[Excerpts from point annotation data]
+===+

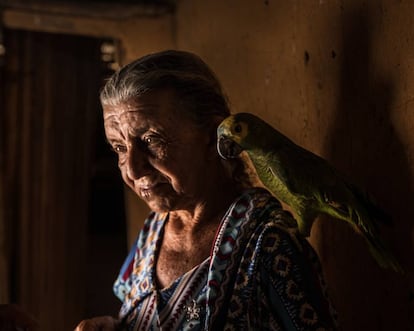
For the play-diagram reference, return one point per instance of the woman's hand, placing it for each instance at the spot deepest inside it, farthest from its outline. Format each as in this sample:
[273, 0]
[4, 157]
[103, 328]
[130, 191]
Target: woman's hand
[12, 318]
[103, 323]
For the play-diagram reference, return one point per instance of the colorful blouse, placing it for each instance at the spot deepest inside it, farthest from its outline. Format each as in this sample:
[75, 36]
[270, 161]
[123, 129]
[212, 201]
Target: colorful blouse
[261, 275]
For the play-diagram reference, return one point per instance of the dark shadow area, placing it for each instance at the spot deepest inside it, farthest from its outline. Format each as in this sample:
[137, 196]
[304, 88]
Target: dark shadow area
[365, 146]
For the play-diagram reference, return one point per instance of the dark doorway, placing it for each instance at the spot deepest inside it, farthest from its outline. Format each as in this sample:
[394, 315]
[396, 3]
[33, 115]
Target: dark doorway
[63, 209]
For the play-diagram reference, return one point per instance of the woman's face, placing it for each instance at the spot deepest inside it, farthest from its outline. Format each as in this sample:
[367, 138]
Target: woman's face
[163, 157]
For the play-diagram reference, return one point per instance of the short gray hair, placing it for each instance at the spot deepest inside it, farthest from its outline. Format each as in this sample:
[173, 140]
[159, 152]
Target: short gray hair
[194, 83]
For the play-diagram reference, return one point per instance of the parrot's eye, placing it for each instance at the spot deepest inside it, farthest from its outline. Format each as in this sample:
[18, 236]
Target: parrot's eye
[238, 128]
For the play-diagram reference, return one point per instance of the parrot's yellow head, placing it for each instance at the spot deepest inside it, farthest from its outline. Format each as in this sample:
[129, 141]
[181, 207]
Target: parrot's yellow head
[233, 134]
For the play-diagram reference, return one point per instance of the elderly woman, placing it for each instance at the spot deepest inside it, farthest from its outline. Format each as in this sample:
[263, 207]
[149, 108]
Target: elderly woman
[216, 252]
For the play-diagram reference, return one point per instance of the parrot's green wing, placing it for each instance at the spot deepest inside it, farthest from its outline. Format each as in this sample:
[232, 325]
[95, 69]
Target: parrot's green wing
[311, 186]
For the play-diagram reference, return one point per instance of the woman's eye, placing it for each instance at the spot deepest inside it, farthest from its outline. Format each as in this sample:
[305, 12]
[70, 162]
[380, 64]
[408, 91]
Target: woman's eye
[118, 148]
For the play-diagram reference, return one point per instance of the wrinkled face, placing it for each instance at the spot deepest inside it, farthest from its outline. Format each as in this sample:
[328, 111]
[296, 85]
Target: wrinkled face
[161, 154]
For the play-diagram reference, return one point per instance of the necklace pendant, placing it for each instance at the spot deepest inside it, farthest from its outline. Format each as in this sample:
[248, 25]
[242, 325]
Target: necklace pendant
[192, 311]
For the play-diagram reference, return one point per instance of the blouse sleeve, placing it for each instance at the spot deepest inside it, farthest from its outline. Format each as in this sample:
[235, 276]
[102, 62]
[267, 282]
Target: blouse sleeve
[292, 281]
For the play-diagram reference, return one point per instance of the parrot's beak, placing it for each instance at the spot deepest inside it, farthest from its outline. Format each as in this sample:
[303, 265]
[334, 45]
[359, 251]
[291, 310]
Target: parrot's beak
[227, 148]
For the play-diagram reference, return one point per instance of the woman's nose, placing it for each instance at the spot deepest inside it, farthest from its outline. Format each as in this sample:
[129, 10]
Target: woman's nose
[137, 163]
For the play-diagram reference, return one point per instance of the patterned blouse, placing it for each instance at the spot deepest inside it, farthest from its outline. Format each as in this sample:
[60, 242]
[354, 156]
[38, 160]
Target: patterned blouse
[261, 275]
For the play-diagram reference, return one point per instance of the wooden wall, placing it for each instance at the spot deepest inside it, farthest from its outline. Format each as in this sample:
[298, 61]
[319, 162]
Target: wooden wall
[338, 78]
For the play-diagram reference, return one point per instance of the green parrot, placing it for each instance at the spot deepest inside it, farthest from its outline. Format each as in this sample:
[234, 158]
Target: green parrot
[304, 181]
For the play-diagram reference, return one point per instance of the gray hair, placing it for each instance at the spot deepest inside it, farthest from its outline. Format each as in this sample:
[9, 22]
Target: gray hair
[194, 83]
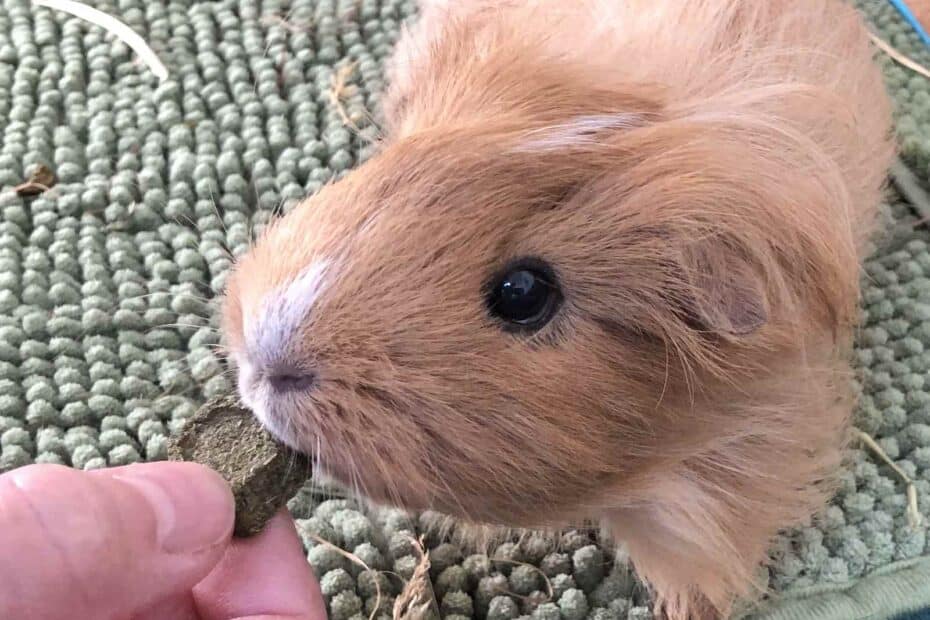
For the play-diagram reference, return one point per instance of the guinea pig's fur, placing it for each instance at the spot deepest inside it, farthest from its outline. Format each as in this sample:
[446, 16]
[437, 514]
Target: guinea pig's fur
[701, 177]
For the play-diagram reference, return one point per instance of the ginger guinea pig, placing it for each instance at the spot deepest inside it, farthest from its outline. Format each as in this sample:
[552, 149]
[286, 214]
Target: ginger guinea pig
[605, 265]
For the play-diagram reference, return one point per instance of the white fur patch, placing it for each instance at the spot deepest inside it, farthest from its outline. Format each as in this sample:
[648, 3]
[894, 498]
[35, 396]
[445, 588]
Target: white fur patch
[269, 335]
[580, 131]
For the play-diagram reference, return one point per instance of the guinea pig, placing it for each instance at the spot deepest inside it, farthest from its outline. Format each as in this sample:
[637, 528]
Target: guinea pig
[605, 265]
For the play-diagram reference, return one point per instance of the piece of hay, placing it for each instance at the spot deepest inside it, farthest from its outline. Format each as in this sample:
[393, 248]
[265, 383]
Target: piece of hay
[262, 472]
[339, 82]
[115, 27]
[914, 518]
[41, 180]
[417, 600]
[898, 57]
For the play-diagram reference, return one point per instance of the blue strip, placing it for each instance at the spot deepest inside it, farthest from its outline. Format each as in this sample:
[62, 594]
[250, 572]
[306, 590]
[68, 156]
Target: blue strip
[916, 615]
[908, 16]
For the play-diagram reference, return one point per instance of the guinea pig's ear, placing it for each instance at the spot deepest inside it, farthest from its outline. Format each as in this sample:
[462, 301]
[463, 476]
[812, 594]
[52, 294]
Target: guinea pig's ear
[725, 294]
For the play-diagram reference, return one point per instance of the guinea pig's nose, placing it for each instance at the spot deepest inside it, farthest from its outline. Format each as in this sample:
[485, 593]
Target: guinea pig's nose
[287, 381]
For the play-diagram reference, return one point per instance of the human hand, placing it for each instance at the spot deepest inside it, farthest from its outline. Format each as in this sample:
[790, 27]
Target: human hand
[149, 541]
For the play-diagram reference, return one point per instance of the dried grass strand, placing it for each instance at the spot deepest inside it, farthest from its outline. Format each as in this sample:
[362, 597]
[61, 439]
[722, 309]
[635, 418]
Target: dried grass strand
[914, 518]
[899, 57]
[115, 27]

+===+

## WHAT YOU NEED TO DO
Copy all of the lines above word for word, but leave the pictures out of your copy.

## CORRECT OUTPUT
For the play-diagram reference, return one point per instance of the woman's hand, placing it for each instance at the spot deepest inside it, farthest from its outline. Format each as in this sample:
[273, 0]
[4, 157]
[103, 328]
[130, 191]
Target: woman's hand
[12, 318]
[103, 323]
For the play-diagram reference, return one point per instance of the colorful blouse, placing it for each instance at the spot deepest inside it, farthest from its outline. Format each as in this sample:
[75, 36]
[270, 161]
[123, 129]
[212, 201]
Target: colorful blouse
[261, 275]
For the play-diagram reference, return one point per instance of the dark shadow area, placing it for each instance at the spot deepest inside it, farthest from its outline. Format each as in this sample:
[137, 196]
[304, 88]
Target: dark shadow area
[365, 146]
For the play-diagram reference, return one point per instance of the dark doorway, placing it for each instance at the spot deepest inside it, farthest from its outline. Format each as in this sample:
[394, 315]
[396, 3]
[33, 115]
Target: dark doorway
[63, 209]
For the play-diagram reference, return one point per instance of the woman's face, placing it for each instance at the spot deepest inside it, farthest from its outline. Format each as in this sample:
[367, 138]
Target: woman's face
[163, 157]
For the play-diagram reference, return one point per instance of the short gray hair, placing it for each instance at the spot deepest inside it, farthest from its outline. Format each as in this sample:
[173, 140]
[159, 152]
Target: short gray hair
[194, 83]
For the play-diagram reference, return one point per instance of the parrot's eye, placing it for each instance at the spot deepest inside it, farthest from its outline. Format each as in this sample:
[18, 236]
Target: parrot's eye
[238, 128]
For the play-diagram reference, return one point per instance of the parrot's yellow head, placing it for each instance at the spot deepest inside it, farthest from its outline. Format each as in this sample:
[129, 141]
[181, 207]
Target: parrot's yellow head
[233, 134]
For the play-diagram reference, return one point per instance of the elderly woman, placing it for each instance at the spot deepest inside it, farthest from its outline. Format each as in this sample:
[263, 207]
[149, 108]
Target: elderly woman
[216, 252]
For the play-diagram reference, return one point per instance of the parrot's green wing, placing it for each instance at the spot deepest inside it, farthest from its outline. Format each as in this sample:
[232, 325]
[95, 69]
Target: parrot's green wing
[311, 186]
For the play-diagram reference, return one point per instance of the woman's eye, placing it for each instance at the spot deepest inside it, farthest from its outline. Format each as in this sample:
[305, 12]
[70, 162]
[380, 64]
[408, 91]
Target: woman's eye
[118, 148]
For the play-diagram reference, return one point per instance of the wrinkled face, placing it for each instance at the spot deepest inside it, farthest from its outline. Format each as in this sample:
[328, 111]
[296, 85]
Target: wrinkled face
[161, 154]
For the play-diagram reference, return one point per instance of the necklace pendant, placing it for each instance at the spot deepest inside it, farthest from its outline. Format each as in this sample:
[248, 25]
[242, 325]
Target: necklace pendant
[192, 311]
For the play-diagram reference, return one point per instance of the blouse sleeve, placing it for each instance at the spot deepest inside it, farthest from its outline. Format each as in this sample:
[235, 276]
[102, 62]
[267, 282]
Target: blouse sleeve
[292, 281]
For the play-diagram reference, return one point per instance of the parrot's beak, placing it for each instance at the spot deepest inside it, farthest from its outline. Format each as in this sample:
[303, 265]
[334, 45]
[359, 251]
[291, 310]
Target: parrot's beak
[227, 148]
For the play-diagram reference, return one point per instance of the woman's nose, placing it for each instance at the spot deepest inside it, farthest from its outline. Format each as in this sample:
[129, 10]
Target: woman's nose
[137, 163]
For the play-diagram reference, return one point per instance of the patterned blouse, placing it for each instance at the spot deepest inside it, farthest from its outline. Format each as in this sample:
[60, 242]
[354, 156]
[38, 160]
Target: patterned blouse
[261, 275]
For the play-diagram reference, return one point per instance of the wooden wall, placing it for each instance at the spot deepest inside it, farthest from its outline. Format each as in this sample:
[298, 61]
[319, 162]
Target: wooden wall
[338, 78]
For the play-diagram reference, return one point per instance of the green parrot, placing it for each instance at the spot deepest inside it, farthest from its outline. Format each as in this sample:
[234, 158]
Target: green parrot
[304, 181]
For the play-diagram reference, return one point per instance of the gray hair, placing it for each instance at the spot deepest inside it, farthest from its outline. Format each as in this sample:
[9, 22]
Target: gray hair
[194, 83]
For the play-diagram reference, return one point per instance of the guinea pig's fur, placing it for each instance at the spot deepest inside it, farthest from its outline. Format each as in this sample:
[446, 16]
[437, 514]
Target: guinea pig's fur
[701, 177]
For the play-diagram reference, return one point per instance of the ginger guinea pig, placing it for each instance at the spot deepest inside it, farthest from its outline. Format each as in this sample:
[552, 149]
[286, 214]
Target: ginger guinea pig
[605, 265]
For the play-diagram reference, return one point per instance of the white fur patch, placing it for each instance at the spot deepest inside it, farthest from its outline. Format each as in this sample:
[648, 3]
[894, 498]
[35, 396]
[445, 588]
Target: white fur patch
[269, 335]
[580, 131]
For the play-diagram reference, return one point per instance of the guinea pig, placing it for each instance at the spot deepest inside it, farthest from its outline. Format each as in this sample:
[637, 528]
Target: guinea pig
[605, 265]
For the play-diagram reference, return one point per instance of the piece of hay, placing it for each instance at the spot deepest inside it, farthest from its outline. Format each as in this sample:
[393, 248]
[265, 383]
Target: piece of hay
[262, 472]
[339, 82]
[115, 27]
[914, 518]
[41, 180]
[417, 600]
[898, 57]
For the play-diagram reference, return one point per instance of the blue strip, placing it for each instance at the spot deepest inside it, farthest from its outline. Format each as in this sample:
[62, 594]
[250, 572]
[306, 590]
[68, 156]
Target: blue strip
[916, 615]
[908, 16]
For the play-diagram reference, return one point per instance of the guinea pig's ear, placing it for each instance at the spot deepest inside it, farthest from its outline. Format each as in this sample:
[462, 301]
[463, 476]
[812, 594]
[52, 294]
Target: guinea pig's ear
[725, 294]
For the play-diagram reference, return one point per instance of the guinea pig's nose, placing it for each instance at the spot deepest inside it, farthest from its outline. Format each as in this sample:
[485, 593]
Target: guinea pig's nose
[287, 381]
For the play-diagram reference, return one point per instance of the human hand, placing it for each instance at the spot deepest inside it, farthest from its outline. Format each as in this sample:
[790, 27]
Target: human hand
[149, 541]
For the play-diagram reference, return one point per instance of the dried grass strand, placing it for each instance at the spot deepest inside it, farthest from its outline. Format each as in this sample:
[362, 597]
[61, 439]
[722, 309]
[635, 418]
Target: dried grass strand
[914, 518]
[899, 57]
[115, 27]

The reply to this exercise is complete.